> _What you should do_:
Please write out each entry below exactly as given.

╔══

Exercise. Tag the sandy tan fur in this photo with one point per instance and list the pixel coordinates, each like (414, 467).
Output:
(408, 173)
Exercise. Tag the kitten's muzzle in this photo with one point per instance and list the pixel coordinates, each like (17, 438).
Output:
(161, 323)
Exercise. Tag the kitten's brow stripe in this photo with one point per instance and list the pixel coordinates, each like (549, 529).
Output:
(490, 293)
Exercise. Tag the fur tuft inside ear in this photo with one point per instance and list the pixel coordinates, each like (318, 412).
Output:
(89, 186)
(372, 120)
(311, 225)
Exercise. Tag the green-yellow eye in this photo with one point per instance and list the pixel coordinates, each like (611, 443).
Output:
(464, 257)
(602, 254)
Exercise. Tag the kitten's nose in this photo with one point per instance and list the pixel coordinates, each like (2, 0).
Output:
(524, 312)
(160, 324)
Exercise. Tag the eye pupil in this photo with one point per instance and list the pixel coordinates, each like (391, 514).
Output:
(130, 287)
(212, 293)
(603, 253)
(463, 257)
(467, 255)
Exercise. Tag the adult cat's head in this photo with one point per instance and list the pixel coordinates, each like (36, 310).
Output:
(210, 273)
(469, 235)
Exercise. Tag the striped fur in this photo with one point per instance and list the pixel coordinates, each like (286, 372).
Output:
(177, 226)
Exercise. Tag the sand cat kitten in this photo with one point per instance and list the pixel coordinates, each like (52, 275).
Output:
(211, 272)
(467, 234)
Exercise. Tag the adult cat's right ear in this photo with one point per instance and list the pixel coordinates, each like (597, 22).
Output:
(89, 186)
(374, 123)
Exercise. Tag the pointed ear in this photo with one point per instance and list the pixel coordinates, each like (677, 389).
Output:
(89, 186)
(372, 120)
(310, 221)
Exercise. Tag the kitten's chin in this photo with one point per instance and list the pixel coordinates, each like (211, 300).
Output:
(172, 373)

╚══

> _Answer box_:
Exercise. Tag the sandy tan fur in this photo with one point per instance and list the pixel coordinates, each like (414, 467).
Output:
(408, 173)
Exercise. Tag the kitten's muzzle in this photo with one point per instance and list the pixel coordinates, each like (17, 438).
Output:
(161, 323)
Exercise. Tag the kitten's brow stripe in this photo with one point per instance and list the pixel coordinates, each like (549, 529).
Output:
(490, 293)
Exercise. Tag the fur tuft inside ear in this photo with one point per instance and list the pixel coordinates, each like (318, 412).
Output:
(89, 186)
(372, 120)
(311, 225)
Exercise. Tag the green-yellow eye in this photo with one point per instance and list the pixel coordinates, each like (611, 443).
Output:
(464, 257)
(602, 254)
Exercise. Tag the kitten's nose in this photo with one point per instance and list the pixel coordinates, each like (2, 0).
Output:
(524, 312)
(160, 324)
Exercise. Tag the eye pupil in this photo with one point per instance and list the pixel coordinates, each like (391, 514).
Output:
(130, 287)
(212, 293)
(603, 253)
(463, 257)
(467, 255)
Exercise. Tag the adult cat's head in this photo with one point per instance and list the pixel coordinates, each like (36, 310).
Output:
(210, 273)
(469, 235)
Exercise. Tag the striped fur in this photo with one point per instance and list the pixel coordinates, each like (286, 372).
Output:
(177, 226)
Exercise. Tag the sand cat kitten in this photo with one point per instance and list the pixel coordinates, each like (52, 275).
Output:
(211, 272)
(467, 234)
Exercise. Tag the adult cat's right ear in this photo with one point per instance and list the pixel coordinates, each like (597, 22).
Output:
(89, 186)
(374, 123)
Exercise. Tag the pointed ear in this photo with one point per instance and list the pixel coordinates, each like (677, 389).
Output:
(89, 186)
(372, 120)
(310, 221)
Exercise. Tag the kitten's chin in this photo with one point per instance and list the pixel coordinates, each like (211, 300).
Output:
(172, 373)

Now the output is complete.